• _Try it_: A complete, unaltered copy of the listing is needed. Write it out.

# # #

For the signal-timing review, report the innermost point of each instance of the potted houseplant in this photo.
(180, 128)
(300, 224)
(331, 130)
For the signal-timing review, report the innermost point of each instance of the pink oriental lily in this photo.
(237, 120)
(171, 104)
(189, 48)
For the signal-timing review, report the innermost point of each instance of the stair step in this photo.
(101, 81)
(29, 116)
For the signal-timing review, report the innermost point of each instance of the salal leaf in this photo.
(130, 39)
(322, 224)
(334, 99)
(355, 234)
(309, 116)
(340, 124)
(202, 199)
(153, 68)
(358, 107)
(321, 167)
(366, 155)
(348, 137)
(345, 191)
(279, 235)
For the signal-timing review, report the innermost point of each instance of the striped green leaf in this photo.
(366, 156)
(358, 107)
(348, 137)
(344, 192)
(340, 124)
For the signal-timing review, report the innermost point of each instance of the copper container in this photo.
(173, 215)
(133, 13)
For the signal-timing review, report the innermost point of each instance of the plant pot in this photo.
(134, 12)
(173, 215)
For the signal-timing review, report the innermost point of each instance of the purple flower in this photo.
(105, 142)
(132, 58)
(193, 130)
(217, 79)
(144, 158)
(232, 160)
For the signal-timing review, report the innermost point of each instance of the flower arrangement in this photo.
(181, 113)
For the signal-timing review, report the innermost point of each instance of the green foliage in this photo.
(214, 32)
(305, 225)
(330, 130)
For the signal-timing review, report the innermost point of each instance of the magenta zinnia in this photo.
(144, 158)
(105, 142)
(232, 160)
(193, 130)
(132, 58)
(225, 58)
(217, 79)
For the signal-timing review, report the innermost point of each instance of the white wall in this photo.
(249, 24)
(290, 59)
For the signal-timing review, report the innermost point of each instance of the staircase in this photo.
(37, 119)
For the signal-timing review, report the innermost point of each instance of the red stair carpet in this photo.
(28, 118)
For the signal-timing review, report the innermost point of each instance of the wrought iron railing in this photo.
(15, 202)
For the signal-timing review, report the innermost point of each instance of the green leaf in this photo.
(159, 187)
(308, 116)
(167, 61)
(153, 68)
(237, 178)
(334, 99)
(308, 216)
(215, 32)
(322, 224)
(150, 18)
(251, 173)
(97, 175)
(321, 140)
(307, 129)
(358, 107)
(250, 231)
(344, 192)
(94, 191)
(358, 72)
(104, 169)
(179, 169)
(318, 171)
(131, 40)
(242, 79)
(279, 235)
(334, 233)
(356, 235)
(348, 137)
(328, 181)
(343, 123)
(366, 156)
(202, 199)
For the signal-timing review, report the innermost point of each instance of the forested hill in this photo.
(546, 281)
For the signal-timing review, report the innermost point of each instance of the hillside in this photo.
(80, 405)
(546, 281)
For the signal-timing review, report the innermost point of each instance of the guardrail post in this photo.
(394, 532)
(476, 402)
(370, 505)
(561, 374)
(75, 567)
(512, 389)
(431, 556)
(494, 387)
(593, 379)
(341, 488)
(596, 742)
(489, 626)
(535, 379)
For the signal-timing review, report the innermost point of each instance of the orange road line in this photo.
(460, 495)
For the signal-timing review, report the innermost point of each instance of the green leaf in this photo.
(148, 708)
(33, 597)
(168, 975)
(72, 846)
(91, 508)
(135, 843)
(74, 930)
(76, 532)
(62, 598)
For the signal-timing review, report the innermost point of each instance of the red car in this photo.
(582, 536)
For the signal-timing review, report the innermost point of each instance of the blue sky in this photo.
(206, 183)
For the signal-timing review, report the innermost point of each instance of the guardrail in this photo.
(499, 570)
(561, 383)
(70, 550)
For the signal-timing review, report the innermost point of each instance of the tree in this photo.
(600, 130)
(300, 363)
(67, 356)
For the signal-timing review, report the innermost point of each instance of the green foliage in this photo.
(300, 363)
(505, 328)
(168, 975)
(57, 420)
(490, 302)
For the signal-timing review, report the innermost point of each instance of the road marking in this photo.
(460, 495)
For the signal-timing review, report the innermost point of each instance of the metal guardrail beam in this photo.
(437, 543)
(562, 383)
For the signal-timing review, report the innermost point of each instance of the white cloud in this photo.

# # #

• _Output of the exercise_:
For the signal-timing review, report the innermost point of each instance of the potted houseplant in this photo.
(180, 128)
(300, 224)
(331, 130)
For the signal-timing review, report the innermost point of each instance of the pink oriental lily in this photo.
(237, 120)
(171, 104)
(189, 48)
For the signal-timing review, report the innermost point of each instance of the stair step in this photo.
(101, 81)
(29, 116)
For the signal-timing review, report the innermost point of each instance of the salal leaf in this photo.
(130, 39)
(322, 224)
(334, 99)
(355, 234)
(309, 116)
(340, 124)
(202, 199)
(153, 68)
(358, 107)
(321, 167)
(366, 155)
(348, 137)
(345, 191)
(279, 235)
For the signal-timing review, report the innermost point of each instance of the striped green leaf in this photo.
(366, 156)
(358, 107)
(348, 137)
(344, 192)
(340, 124)
For the signal-timing review, report the innermost point of each instance of the copper container in this photo.
(173, 215)
(133, 13)
For the signal-timing review, report the innermost point of each instance of the plant pot in this photo.
(134, 12)
(173, 215)
For the signal-timing review, report the innermost point of each instance of the purple flower in this photo.
(105, 142)
(132, 58)
(193, 130)
(217, 79)
(144, 158)
(232, 160)
For the signal-timing review, report the innermost point of each instance of the flower arrangement in this photo.
(181, 113)
For the signal-timing review, report the innermost point of each instance of the green foliage in this photo.
(214, 32)
(305, 225)
(330, 130)
For the signal-timing review, report the innermost point of each instance of the magenta zinnia in this photo.
(144, 158)
(105, 142)
(232, 160)
(193, 130)
(132, 58)
(225, 58)
(217, 79)
For the signal-timing review, report the innermost point of each instance of the white wall in this photo.
(249, 24)
(290, 59)
For the signal-timing review, report the innermost point of each instance of the staircase in this photo.
(37, 119)
For the signal-timing review, report the innermost point of each instance of the red stair carpet in this photo.
(28, 118)
For the signal-timing review, report the innermost point of each instance of the wrought iron railing in this photo.
(15, 202)
For the signal-timing review, report the innermost point of each instance of the green leaf in this photo.
(159, 187)
(308, 116)
(167, 61)
(153, 68)
(237, 178)
(334, 99)
(308, 216)
(215, 32)
(322, 224)
(150, 18)
(251, 173)
(97, 175)
(321, 140)
(307, 129)
(358, 107)
(250, 231)
(344, 192)
(94, 191)
(358, 72)
(104, 169)
(179, 169)
(318, 171)
(131, 40)
(242, 79)
(279, 235)
(334, 233)
(356, 235)
(348, 137)
(328, 181)
(343, 123)
(366, 156)
(202, 199)
For the signal-timing review, report the innermost point of each instance of the forested hill in this photo.
(546, 281)
For the signal-timing review, report the innermost point of each instance of the hillside in this photo.
(80, 405)
(546, 281)
For the signal-timing review, report the innermost point of each instance of the guardrail post in this photo.
(394, 532)
(476, 402)
(370, 505)
(561, 374)
(75, 567)
(512, 389)
(431, 556)
(494, 387)
(593, 379)
(341, 488)
(596, 742)
(489, 626)
(535, 379)
For the signal-timing review, report the innermost point of each instance of the orange road line in this photo.
(460, 495)
For the signal-timing review, report the innermost point of each instance of the green leaf in this photo.
(148, 708)
(33, 597)
(168, 975)
(72, 846)
(91, 508)
(135, 843)
(74, 930)
(76, 532)
(62, 598)
For the signal-timing review, report the innermost point of each instance of the red car in this photo.
(582, 536)
For the signal-timing review, report the innermost point of each instance of the blue sky in this photo.
(206, 183)
For the signal-timing review, report the innermost point of each instance of the guardrail in this photo.
(499, 570)
(561, 383)
(70, 550)
For the signal-timing review, report the innermost point of each instance of the tree in this photo.
(600, 130)
(300, 363)
(67, 356)
For the signal-timing review, report the innermost point of each instance of the green foliage in this photo.
(300, 363)
(505, 328)
(168, 975)
(57, 420)
(490, 302)
For the signal-timing review, report the innermost point of each instance of the road marking in this photo.
(460, 495)
For the signal-timing review, report the innermost point of each instance of the metal guardrail beam in this photo.
(437, 543)
(562, 383)
For the signal-timing review, report the innermost point of each instance of the white cloud in this photo.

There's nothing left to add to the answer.